◆ **Problem 1**:
Answer these questions from the text on metadata collection:
(a) What does the term metadata refer to in this text?
(b) Which tool is used to make metadata collection and organization feasible at atlas level?
(c) Which two schemas are adhered to so that uploading datasets to the portals is easier?
◆ **Problem 2**:
Retype the part of the text on metadata collection that runs from "Researcher Spotlight" up to and including "collected per individual.".

Researcher Spotlight
Learn about notable advances in our single-cell science research with the Boston Children’s Hospital (BCH) community and beyond. We are committed to advancing single-cell science by making it accessible and empowering other scientists to dig deeper into their data, one cell at a time.
- cdnadmin
Collecting Metadata In Large-Scale Projects
A case study of the HCA integrated gut cell atlas
Introduction
Human experiments can have complex designs and a great deal of clinical covariates that affect analysis. Collecting these covariates can be a difficult process because they span multiple experimental levels, from experimental and analytical methods to donor and sampling information. This is especially true in single-cell experiments, where thousands of cells are collected per sample, and sometimes multiple samples are collected per individual.
Here, we use the term metadata to refer to any variable related to the dataset, participant, sample, cell or gene except the core cell x gene expression matrix. It is critical to organize these metadata as complexity increases, and if we want to bring in published data for comparison, we need to create or follow a standard metadata format to be able to make comparisons. When analyzing published data, required metadata fields are sometimes unavailable, so it is necessary to reach out to the authors of published data. When reaching out, providing an online standardized metadata sheet improves accuracy, skips redundant data wrangling steps, and enhances collaboration.
Here I will explain methods I have used to make metadata collection and organization feasible in an atlas-level using Google Sheets. We use this collection process in the HCA integrated gut cell atlas project.
Design of Metadata
The HCA provides a required metadata schema that also includes metadata fields required by CELLxGENE. The HCA metadata guidelines are highly detailed (https://data.humancellatlas.org/metadata). The HCA follows similar guidelines to CELLxGENE, which is more simply detailed here (https://cellxgene.cziscience.com/docs/032__Contribute%20and%20Publish%20Data) in terms of single-cell data analysis. We adhere to both schema to make dataset upload to the portals easier. The following portals increase public data accessibility and offer unique methods.

◆ **Data extract**:
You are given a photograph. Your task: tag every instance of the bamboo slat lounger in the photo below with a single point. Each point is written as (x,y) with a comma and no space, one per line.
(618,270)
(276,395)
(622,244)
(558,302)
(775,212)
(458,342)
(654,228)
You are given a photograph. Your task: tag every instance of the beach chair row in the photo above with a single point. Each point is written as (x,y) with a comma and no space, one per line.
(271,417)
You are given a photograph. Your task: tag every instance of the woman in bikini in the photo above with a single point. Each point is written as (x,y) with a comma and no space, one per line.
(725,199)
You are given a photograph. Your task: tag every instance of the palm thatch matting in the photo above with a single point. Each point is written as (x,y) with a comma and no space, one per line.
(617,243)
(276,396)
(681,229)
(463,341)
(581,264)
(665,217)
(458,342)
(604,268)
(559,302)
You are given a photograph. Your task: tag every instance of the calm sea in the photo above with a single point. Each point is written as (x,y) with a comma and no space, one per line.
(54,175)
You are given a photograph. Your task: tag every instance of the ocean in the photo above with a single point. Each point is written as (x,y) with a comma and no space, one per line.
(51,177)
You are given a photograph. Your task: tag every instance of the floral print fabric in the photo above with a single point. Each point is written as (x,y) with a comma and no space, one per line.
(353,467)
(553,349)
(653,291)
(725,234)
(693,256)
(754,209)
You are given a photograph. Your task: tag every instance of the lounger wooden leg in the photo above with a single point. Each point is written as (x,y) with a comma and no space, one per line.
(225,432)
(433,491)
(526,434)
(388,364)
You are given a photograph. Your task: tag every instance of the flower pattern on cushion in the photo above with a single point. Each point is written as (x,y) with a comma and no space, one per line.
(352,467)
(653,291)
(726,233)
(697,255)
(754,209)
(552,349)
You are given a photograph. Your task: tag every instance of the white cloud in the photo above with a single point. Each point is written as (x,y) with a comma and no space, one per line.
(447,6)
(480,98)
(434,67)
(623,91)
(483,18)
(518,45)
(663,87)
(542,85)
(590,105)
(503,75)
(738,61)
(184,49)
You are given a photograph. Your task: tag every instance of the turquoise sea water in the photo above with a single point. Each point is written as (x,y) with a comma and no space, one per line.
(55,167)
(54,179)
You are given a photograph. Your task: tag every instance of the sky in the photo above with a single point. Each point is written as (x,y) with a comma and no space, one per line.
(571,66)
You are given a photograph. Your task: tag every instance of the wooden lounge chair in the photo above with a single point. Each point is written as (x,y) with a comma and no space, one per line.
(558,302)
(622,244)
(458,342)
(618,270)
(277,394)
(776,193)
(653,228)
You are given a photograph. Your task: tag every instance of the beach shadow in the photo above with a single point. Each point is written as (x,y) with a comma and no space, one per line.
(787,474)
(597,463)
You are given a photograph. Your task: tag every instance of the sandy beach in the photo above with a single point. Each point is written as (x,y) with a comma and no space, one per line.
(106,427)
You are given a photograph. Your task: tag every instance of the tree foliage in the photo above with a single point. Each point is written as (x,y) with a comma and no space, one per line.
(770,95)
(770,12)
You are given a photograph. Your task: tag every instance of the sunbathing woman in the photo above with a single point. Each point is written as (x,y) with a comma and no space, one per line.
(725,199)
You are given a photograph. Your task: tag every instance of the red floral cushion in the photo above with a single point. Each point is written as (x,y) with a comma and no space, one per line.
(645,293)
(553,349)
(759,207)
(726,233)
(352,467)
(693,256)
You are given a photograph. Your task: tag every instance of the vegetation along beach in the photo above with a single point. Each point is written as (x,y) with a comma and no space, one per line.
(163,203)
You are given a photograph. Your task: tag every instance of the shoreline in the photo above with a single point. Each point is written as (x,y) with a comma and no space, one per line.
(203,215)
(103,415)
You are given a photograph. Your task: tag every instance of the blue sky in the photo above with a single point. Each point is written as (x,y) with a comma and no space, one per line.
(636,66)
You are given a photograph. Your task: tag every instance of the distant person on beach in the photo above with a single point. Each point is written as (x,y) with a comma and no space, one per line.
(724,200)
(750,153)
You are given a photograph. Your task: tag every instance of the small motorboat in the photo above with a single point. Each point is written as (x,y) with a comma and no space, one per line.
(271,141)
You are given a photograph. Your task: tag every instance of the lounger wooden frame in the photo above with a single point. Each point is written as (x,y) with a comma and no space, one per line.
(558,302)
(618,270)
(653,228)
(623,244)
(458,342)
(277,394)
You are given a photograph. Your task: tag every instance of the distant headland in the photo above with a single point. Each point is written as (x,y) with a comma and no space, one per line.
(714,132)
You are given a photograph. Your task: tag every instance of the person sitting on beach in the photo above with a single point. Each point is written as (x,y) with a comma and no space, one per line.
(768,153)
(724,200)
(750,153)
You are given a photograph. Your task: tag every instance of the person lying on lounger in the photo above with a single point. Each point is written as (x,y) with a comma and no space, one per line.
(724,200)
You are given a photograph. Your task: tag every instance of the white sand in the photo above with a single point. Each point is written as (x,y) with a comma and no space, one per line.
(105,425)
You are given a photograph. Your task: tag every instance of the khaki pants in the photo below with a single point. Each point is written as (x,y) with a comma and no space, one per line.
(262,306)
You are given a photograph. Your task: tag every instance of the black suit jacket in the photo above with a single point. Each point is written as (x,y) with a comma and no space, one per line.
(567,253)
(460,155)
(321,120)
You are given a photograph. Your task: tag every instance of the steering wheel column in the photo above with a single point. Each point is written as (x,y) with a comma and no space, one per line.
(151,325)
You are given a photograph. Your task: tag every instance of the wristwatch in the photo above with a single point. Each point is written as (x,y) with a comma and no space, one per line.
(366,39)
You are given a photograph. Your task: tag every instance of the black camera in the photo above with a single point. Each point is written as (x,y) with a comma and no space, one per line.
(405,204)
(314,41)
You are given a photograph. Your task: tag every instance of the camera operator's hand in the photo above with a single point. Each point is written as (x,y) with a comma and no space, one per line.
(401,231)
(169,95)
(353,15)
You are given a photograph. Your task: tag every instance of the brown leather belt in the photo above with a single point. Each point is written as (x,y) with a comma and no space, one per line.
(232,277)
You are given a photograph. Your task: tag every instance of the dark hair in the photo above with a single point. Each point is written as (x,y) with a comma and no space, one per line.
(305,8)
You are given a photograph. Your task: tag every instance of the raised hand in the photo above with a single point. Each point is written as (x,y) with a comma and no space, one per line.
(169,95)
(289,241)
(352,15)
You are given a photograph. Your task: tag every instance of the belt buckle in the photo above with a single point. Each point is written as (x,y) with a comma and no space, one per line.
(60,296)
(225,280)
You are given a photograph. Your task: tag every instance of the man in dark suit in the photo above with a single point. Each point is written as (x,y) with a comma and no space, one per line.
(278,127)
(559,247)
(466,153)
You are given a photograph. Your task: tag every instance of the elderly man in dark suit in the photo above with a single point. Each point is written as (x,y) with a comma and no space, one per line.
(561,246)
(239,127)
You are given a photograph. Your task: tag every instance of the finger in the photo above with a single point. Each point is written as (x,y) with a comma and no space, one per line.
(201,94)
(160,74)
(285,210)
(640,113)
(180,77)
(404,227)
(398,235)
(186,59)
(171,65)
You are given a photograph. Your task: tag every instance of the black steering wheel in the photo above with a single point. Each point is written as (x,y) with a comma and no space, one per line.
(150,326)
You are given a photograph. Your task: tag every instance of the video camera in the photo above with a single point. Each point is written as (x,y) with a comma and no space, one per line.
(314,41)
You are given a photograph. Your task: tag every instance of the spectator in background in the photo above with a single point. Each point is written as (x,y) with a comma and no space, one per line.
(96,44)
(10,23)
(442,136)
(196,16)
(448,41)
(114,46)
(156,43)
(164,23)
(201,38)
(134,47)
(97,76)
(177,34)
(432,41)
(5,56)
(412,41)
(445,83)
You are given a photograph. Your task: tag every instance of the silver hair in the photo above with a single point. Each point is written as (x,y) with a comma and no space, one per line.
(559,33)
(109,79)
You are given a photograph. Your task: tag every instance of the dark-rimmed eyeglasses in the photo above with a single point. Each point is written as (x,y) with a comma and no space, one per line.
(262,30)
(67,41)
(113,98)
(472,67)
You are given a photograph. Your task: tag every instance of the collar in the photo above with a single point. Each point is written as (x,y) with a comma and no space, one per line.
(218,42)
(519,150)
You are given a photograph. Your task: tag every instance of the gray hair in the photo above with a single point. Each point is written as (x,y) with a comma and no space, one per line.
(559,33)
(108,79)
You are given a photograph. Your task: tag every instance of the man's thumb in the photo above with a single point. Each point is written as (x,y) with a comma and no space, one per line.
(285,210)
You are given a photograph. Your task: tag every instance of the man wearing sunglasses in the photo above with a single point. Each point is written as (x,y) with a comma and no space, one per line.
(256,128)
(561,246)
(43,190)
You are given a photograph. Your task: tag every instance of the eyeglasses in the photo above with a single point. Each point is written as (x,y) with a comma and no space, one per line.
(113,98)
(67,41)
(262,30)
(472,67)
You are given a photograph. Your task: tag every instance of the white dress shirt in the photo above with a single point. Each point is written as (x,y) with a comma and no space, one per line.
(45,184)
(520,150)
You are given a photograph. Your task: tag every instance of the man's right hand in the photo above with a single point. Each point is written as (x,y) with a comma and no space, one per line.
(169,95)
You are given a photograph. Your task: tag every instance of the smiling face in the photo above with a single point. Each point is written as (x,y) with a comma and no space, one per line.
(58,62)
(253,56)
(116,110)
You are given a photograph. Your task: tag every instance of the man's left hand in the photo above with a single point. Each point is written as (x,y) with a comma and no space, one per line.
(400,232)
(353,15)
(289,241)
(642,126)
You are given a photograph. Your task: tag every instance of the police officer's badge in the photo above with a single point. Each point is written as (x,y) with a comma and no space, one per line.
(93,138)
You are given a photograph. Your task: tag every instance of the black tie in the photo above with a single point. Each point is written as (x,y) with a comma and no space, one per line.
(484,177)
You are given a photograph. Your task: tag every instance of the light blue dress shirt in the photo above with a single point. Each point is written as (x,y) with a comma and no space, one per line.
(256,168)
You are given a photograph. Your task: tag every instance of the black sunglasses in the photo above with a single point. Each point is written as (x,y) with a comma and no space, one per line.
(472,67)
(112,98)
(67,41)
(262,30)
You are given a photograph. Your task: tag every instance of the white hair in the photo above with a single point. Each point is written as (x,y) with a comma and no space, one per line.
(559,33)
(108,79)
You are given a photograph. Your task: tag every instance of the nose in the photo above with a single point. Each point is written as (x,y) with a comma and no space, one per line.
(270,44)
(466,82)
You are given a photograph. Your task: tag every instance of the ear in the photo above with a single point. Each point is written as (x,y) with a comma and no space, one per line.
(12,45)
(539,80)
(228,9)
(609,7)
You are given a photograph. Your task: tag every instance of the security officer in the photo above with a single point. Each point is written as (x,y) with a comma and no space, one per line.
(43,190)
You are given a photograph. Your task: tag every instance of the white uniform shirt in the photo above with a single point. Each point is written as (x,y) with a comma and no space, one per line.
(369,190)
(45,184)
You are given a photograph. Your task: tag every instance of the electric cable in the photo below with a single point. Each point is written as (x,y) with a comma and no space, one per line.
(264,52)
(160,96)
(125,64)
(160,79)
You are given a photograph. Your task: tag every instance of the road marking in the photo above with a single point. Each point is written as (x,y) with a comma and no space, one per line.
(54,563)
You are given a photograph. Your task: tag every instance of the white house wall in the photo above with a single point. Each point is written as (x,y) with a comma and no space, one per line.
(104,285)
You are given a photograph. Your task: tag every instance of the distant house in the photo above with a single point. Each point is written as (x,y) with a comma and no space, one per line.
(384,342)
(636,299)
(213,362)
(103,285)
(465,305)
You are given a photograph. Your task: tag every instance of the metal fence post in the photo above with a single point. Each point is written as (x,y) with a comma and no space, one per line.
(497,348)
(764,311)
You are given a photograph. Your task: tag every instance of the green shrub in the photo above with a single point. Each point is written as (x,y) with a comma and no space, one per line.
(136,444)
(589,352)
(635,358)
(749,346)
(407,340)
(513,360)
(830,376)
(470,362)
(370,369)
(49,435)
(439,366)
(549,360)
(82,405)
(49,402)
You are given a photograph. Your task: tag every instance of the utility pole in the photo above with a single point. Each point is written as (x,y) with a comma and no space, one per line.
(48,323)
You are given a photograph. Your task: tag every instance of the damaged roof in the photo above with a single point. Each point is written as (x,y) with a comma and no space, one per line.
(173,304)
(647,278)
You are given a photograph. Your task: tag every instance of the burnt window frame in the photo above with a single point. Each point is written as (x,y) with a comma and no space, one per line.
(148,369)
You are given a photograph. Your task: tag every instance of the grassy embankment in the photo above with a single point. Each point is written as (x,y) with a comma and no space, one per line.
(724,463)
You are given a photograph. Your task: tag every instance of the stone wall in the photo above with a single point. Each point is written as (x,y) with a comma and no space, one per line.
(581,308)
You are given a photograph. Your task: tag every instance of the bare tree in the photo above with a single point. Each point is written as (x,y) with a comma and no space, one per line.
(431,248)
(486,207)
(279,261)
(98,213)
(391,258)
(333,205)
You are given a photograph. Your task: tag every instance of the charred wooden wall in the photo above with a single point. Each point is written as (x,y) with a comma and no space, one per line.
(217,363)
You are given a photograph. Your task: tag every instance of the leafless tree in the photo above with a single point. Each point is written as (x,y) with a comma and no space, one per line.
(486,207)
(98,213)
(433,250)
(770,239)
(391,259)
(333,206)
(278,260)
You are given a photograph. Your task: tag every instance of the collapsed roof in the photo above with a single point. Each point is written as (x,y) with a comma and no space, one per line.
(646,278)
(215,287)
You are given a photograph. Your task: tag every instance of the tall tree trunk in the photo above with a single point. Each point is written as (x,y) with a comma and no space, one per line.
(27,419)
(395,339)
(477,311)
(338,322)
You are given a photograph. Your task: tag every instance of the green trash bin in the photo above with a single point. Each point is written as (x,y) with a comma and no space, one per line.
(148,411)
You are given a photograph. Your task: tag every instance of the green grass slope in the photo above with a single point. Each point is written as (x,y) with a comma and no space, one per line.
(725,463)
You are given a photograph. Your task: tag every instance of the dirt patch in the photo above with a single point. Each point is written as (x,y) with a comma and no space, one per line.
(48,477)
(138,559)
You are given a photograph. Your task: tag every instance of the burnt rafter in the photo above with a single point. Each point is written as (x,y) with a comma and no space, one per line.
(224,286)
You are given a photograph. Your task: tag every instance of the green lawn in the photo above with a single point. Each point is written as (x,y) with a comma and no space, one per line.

◆ **Exercise result 1**:
(a) Any variable related to the dataset, participant, sample, cell or gene except the core cell x gene expression matrix.
(b) Google Sheets.
(c) The HCA schema and the CELLxGENE schema.

◆ **Exercise result 2**:
Researcher Spotlight
Learn about notable advances in our single-cell science research with the Boston Children’s Hospital (BCH) community and beyond. We are committed to advancing single-cell science by making it accessible and empowering other scientists to dig deeper into their data, one cell at a time.
- cdnadmin
Collecting Metadata In Large-Scale Projects
A case study of the HCA integrated gut cell atlas
Introduction
Human experiments can have complex designs and a great deal of clinical covariates that affect analysis. Collecting these covariates can be a difficult process because they span multiple experimental levels, from experimental and analytical methods to donor and sampling information. This is especially true in single-cell experiments, where thousands of cells are collected per sample, and sometimes multiple samples are collected per individual.